### Recorded data
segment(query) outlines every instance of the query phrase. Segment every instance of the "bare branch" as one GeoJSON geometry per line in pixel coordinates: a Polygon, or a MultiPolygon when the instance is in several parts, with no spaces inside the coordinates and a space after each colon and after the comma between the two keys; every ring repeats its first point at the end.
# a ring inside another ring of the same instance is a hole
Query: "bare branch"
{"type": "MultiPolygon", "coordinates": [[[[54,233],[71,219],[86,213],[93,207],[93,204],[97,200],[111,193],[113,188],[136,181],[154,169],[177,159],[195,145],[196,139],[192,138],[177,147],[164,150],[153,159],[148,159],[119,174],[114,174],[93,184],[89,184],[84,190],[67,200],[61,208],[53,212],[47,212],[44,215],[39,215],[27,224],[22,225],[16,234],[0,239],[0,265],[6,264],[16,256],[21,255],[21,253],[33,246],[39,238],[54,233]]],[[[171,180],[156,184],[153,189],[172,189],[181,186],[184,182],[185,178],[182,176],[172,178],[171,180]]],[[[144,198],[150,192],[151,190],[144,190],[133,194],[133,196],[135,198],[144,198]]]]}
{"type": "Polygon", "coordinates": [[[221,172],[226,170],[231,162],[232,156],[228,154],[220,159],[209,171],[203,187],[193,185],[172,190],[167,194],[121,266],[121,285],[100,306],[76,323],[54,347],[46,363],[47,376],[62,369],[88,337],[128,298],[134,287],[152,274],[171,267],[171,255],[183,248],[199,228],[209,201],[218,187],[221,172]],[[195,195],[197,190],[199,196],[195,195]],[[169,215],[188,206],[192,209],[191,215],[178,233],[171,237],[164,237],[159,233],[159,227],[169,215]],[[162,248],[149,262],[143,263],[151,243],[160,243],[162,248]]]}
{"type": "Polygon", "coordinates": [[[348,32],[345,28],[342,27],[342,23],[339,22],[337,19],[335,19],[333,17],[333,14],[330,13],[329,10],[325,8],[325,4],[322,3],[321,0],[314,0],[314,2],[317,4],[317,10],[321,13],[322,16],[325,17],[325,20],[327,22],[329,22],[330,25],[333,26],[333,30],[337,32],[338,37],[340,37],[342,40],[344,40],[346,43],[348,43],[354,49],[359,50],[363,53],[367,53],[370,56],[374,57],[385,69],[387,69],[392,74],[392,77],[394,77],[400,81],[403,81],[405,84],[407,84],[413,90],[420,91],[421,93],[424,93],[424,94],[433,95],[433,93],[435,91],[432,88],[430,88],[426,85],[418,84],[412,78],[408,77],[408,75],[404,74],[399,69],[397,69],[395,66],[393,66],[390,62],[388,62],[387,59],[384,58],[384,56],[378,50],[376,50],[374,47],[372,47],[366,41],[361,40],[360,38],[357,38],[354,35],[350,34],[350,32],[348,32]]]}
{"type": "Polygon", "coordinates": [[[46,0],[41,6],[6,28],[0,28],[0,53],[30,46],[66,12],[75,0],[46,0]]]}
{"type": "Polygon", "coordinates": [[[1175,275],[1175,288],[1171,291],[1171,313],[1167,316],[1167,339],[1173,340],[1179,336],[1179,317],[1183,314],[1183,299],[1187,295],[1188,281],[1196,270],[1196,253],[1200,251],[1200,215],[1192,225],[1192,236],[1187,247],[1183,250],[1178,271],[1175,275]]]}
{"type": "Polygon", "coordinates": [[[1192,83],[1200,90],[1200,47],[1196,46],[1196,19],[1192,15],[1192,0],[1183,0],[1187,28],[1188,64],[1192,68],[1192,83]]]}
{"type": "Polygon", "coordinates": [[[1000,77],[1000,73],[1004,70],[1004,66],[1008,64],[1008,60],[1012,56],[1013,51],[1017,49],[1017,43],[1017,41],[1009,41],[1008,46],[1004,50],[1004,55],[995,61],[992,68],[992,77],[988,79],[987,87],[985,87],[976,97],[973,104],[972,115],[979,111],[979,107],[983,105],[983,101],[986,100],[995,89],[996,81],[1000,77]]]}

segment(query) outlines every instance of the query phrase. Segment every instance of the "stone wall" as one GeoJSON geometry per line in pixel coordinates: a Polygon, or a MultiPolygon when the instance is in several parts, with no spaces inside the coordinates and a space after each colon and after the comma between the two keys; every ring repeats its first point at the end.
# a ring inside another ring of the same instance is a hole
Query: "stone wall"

### TASK DIRECTIONS
Copy each line containing the word "Segment" from the data.

### ANSWER FOR THE TASK
segment(query) outlines every instance of the query phrase. Segment every instance of the "bare branch" as one GeoJSON geometry per line in pixel coordinates: a Polygon, or a MultiPolygon when the instance is in several parts, with no spaces inside the coordinates and a space after each colon and after the comma between the two keys; every ring repeats its first point at the end.
segment(query) outlines every instance of the query phrase. Segment every instance of the "stone wall" as one GeoJSON geometry per line in pixel coordinates: a Polygon, or a MultiPolygon when the instance is in several parts, with no spaces inside the coordinates and a space after each colon and after the comma between the two keys; every ring repeats its first point at the end.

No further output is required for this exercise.